━━ Data for processing ━━
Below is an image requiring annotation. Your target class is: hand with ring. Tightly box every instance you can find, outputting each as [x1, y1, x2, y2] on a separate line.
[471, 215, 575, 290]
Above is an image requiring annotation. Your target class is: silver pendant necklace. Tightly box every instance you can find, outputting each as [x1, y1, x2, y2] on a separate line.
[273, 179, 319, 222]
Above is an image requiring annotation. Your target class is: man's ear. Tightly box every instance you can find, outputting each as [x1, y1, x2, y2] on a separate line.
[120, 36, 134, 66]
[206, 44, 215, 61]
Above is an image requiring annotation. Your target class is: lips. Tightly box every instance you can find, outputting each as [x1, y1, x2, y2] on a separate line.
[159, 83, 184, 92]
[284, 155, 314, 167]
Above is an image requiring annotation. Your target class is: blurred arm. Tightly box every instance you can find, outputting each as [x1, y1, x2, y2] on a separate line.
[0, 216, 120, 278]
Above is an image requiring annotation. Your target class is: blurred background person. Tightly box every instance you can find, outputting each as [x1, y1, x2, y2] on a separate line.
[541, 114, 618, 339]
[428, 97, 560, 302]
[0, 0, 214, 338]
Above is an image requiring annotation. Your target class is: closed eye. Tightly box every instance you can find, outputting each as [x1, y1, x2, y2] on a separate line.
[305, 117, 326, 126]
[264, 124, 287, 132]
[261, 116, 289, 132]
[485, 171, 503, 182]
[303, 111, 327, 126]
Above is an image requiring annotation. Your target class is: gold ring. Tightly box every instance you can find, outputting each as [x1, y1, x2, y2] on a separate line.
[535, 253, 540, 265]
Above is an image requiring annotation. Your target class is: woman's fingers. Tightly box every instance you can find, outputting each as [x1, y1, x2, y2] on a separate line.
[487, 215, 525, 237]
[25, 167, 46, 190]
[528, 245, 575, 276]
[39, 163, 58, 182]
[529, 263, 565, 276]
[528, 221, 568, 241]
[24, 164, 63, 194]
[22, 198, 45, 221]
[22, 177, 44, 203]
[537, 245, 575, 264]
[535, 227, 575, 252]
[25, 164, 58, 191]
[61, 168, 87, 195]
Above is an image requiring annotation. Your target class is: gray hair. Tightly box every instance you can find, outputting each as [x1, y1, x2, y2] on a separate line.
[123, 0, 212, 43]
━━━
** Problem **
From the line containing "class is: gray" through the last line of the records, output each line exactly and nothing more.

** Your response **
Above is an image requiring annotation. Your target class is: gray hair. Tightly box every instance you can find, outputting each as [x1, y1, x2, y2] on a separate line.
[123, 0, 212, 43]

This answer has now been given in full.